→ **FRAGMENTO DEL DOCUMENTO**
-*-*-
La pandemia causó un espejismo en el que lo digital y lo analógico se funden en una sola realidad, en una sola vida. No es así. En verdad, la pandemia abrió un cisma, una escisión, una discordia entre la dimensión individual de nuestra vida y los aspectos grupales de la misma. No los sociales, sino los grupales porque, como veremos, la hegemonía de lo social frente a lo privado y lo público, es una de las características de la digitalidad inherente a su dependencia de los comportamientos masificados, de los enjambres y las colmenas digitales.
La vida en grupo comprehende todos aquellos ámbitos en los que el ser humano adquiere y otorga sentido a su propia vida y la de sus semejantes gracias al contacto y la proximidad física con otros seres humanos, no en cuanto individuos, sino en cuanto individuos en sus relaciones. Frente a lo social y a la masificación, los grupos suelen ser voluntarios y por ello son ejemplos de la libertad del ser humano para decidir su pertenencia o no a este o aquel grupo, permanente (la familia) o efímero (el de los que se reúnen o coinciden en una terraza, un restaurante, un club y no en otros). La vida en masa es fácil de controlar y manipular por medio de tecnologías digitales. La vida individual, especialmente en aislamiento, se puede condicionar más fácilmente gracias a estas tecnologías porque la apertura y ambigüedad de los ecosistemas humanos, donde la libertad florece, desaparece al imponerse límites temporales, espaciales y relacionales a nuestra existencia. Para las grandes plataformas, cada ser humano en su conectado aislamiento no es más que un animal en un laboratorio digital. Salir de la pandemia a la vez que salimos del espejismo de la fusión digital depende de que recuperemos y valoremos la vida en grupos, en relaciones de sentido que precisan de una mediación analógica y biológica, la de la proximidad física con otros humanos, o la de las relaciones con ellos por medio de objetos culturales físicos sin los cuales esas relaciones no existen.
-*-*-
→ **DATOS PARA ANÁLISIS**
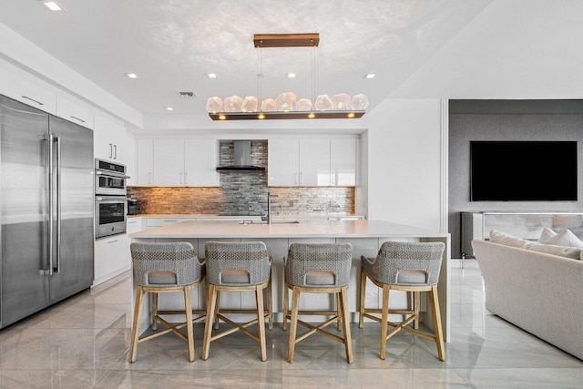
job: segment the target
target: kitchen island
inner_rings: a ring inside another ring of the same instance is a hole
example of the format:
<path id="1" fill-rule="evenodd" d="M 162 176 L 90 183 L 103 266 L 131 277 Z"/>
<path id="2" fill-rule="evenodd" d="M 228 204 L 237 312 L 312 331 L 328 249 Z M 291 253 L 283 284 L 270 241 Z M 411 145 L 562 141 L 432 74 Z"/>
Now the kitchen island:
<path id="1" fill-rule="evenodd" d="M 383 242 L 387 241 L 442 241 L 445 244 L 444 261 L 442 262 L 438 292 L 442 314 L 444 336 L 447 342 L 449 333 L 449 258 L 450 236 L 448 233 L 435 232 L 415 227 L 396 224 L 384 220 L 274 220 L 271 224 L 259 220 L 220 221 L 220 220 L 191 220 L 170 224 L 164 227 L 149 229 L 130 235 L 132 241 L 189 241 L 199 256 L 204 258 L 204 245 L 209 241 L 261 241 L 265 242 L 272 259 L 272 292 L 273 312 L 276 322 L 282 321 L 283 296 L 283 258 L 287 255 L 288 247 L 293 242 L 350 242 L 353 245 L 353 269 L 349 285 L 349 309 L 352 320 L 358 320 L 358 291 L 360 282 L 361 255 L 375 257 Z M 194 309 L 205 306 L 204 288 L 193 292 L 192 305 Z M 240 293 L 227 293 L 221 296 L 222 308 L 252 308 L 254 298 Z M 160 296 L 160 309 L 181 309 L 183 299 L 179 293 Z M 366 289 L 366 305 L 380 306 L 381 295 L 378 288 L 371 284 Z M 424 306 L 424 296 L 422 306 Z M 404 292 L 394 292 L 391 294 L 391 308 L 404 308 L 409 304 Z M 334 299 L 327 295 L 310 295 L 309 299 L 301 302 L 301 309 L 322 309 L 335 303 Z M 146 312 L 148 310 L 145 310 Z M 422 310 L 423 311 L 423 310 Z M 422 320 L 431 325 L 430 312 Z M 148 317 L 143 316 L 143 326 L 148 325 Z M 392 315 L 392 321 L 400 322 L 401 315 Z"/>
-*-*-
→ **EXPLORA EL MATERIAL**
(1) Copia literalmente el tramo del texto sobre la pandemia que va desde "La pandemia causó" hasta "las colmenas digitales.".
(2) Por favor, resume en forma de lista el párrafo del texto sobre la pandemia que empieza con "La vida en grupo comprehende", conservando sus datos principales.
El material es independiente del texto sobre la pandemia.

→ **RESPUESTAS POR PUNTO**
(1)
La pandemia causó un espejismo en el que lo digital y lo analógico se funden en una sola realidad, en una sola vida. No es así. En verdad, la pandemia abrió un cisma, una escisión, una discordia entre la dimensión individual de nuestra vida y los aspectos grupales de la misma. No los sociales, sino los grupales porque, como veremos, la hegemonía de lo social frente a lo privado y lo público, es una de las características de la digitalidad inherente a su dependencia de los comportamientos masificados, de los enjambres y las colmenas digitales.

(2)
- La vida en grupo abarca los ámbitos en los que el ser humano adquiere y otorga sentido a su vida y a la de sus semejantes. Lo hace mediante el contacto y la proximidad física con otros, como individuos en sus relaciones.
- A diferencia de lo social y la masificación, los grupos suelen ser voluntarios. Muestran la libertad de decidir si se pertenece o no a ellos, sean permanentes (la familia) o efímeros (quienes coinciden en una terraza, un restaurante o un club).
- La vida en masa es fácil de controlar y manipular con tecnologías digitales.
- La vida individual, sobre todo en aislamiento, se condiciona más fácilmente. Los límites temporales, espaciales y relacionales hacen desaparecer la apertura y la ambigüedad donde florece la libertad.
- Para las grandes plataformas, cada ser humano en su conectado aislamiento es solo un animal en un laboratorio digital.
- Salir de la pandemia y del espejismo de la fusión digital depende de recuperar y valorar la vida en grupos. Esa vida requiere una mediación analógica y biológica: la proximidad física con otros humanos o los objetos culturales físicos.